---------- DOCUMENT SECTION
Bernard Carroll, Sr. was granted unemployment compensation benefits. The employer, Eagle Truck Transport, Inc., sought a review in the Appellate Division of the Superior Court but the matter was certified on our motion before decision there.

Carroll, a resident of Brooklyn, New York, was employed as a truck driver for eight years by Eagle, whose place of business is in Jersey City, New Jersey. On January 23, 1958 he resigned under circumstances constituting a voluntary quit. It is undisputed that his work record and contributions to the unemployment compensation fund were adequate to warrant a claim for benefits if the cessation of work had been involuntary. After quitting he obtained employment of the same type with different employers in Brooklyn. On March 10, 1958 he became unemployed involuntarily

[29 NJ Page 284]

and two days later sought compensation under the New Jersey law against Eagle, his former employer in this state. The claim was filed in the New York office of our Division of Employment Security. N.J.S.A. 43:21-1 et seq. Benefits were allowed beginning March 24, 1958, on the ground that the disqualification resulting from the voluntary quit of January 23, 1958 had been tolled by the subsequent out-of-state employment, in which Carroll had earned at least four times his New Jersey benefit rate. The award is challenged by the respondent employer on the theory that the wages received in Brooklyn did not operate to requalify him since they were not earned in New Jersey with an employer who was subject to the law of this state.

In support of the position, reliance is placed upon N.J.S.A. 43:21-5(a) and 43:21-19(i), the sections of the act dealing with disqualification and definition of employment. N.J.S.A. 43:21-5 in part provides:

"An individual shall be disqualified for benefits:

"(a) For the week in which he has left work voluntarily without good cause, and for each week thereafter until he has earned in employment (which may be with an employing unit having in employment one or more individuals) at least four times his weekly benefit rate, as determined in each case." (Emphasis supplied.)

The argument is that "in employment" refers to New Jersey employment which is normally covered by the act or to work of the type included as "employment" under the act, and performed in this State for an "employing unit" having in employment one or more individuals.

N.J.S.A. 43:21-19(i)(1) defines "employment" to mean

"[S]ervice, including service in interstate commerce performed for remuneration or under any contract of hire, written or oral, express or implied."
--------------------
---------- SUPPLIED DATA
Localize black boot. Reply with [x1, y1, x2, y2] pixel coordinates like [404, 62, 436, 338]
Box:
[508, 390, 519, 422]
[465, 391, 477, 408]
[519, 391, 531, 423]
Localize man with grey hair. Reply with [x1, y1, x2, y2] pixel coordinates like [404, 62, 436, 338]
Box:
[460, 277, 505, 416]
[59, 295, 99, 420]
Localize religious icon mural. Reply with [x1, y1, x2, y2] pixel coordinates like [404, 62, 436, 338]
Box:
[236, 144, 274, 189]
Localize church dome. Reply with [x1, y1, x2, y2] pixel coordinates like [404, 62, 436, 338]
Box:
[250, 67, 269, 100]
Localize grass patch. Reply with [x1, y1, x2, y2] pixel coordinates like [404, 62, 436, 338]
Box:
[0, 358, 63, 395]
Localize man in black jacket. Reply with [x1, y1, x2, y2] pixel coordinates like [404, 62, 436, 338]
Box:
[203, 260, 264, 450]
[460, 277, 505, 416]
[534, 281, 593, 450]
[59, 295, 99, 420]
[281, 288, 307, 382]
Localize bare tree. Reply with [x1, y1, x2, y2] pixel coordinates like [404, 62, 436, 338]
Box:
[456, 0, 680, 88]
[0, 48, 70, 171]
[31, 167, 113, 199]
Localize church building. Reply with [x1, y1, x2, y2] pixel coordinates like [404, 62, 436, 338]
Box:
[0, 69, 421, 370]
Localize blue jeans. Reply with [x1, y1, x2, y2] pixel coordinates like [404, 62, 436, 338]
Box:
--------------------
# EXERCISE TASKS
- 1) Transcribe the part of the court opinion between "and two days" and "of this state.", inclusive.
- 2) Repeat word for word the lines of the listing between the lines holding "Localize church dome." and "[31, 167, 113, 199]", inclusive.

# SOLUTIONS BELOW
- 1)
and two days later sought compensation under the New Jersey law against Eagle, his former employer in this state. The claim was filed in the New York office of our Division of Employment Security. N.J.S.A. 43:21-1 et seq. Benefits were allowed beginning March 24, 1958, on the ground that the disqualification resulting from the voluntary quit of January 23, 1958 had been tolled by the subsequent out-of-state employment, in which Carroll had earned at least four times his New Jersey benefit rate. The award is challenged by the respondent employer on the theory that the wages received in Brooklyn did not operate to requalify him since they were not earned in New Jersey with an employer who was subject to the law of this state.

- 2)
Localize church dome. Reply with [x1, y1, x2, y2] pixel coordinates like [404, 62, 436, 338]
Box:
[250, 67, 269, 100]
Localize grass patch. Reply with [x1, y1, x2, y2] pixel coordinates like [404, 62, 436, 338]
Box:
[0, 358, 63, 395]
Localize man in black jacket. Reply with [x1, y1, x2, y2] pixel coordinates like [404, 62, 436, 338]
Box:
[203, 260, 264, 450]
[460, 277, 505, 416]
[534, 281, 593, 450]
[59, 295, 99, 420]
[281, 288, 307, 382]
Localize bare tree. Reply with [x1, y1, x2, y2] pixel coordinates like [404, 62, 436, 338]
Box:
[456, 0, 680, 88]
[0, 48, 70, 171]
[31, 167, 113, 199]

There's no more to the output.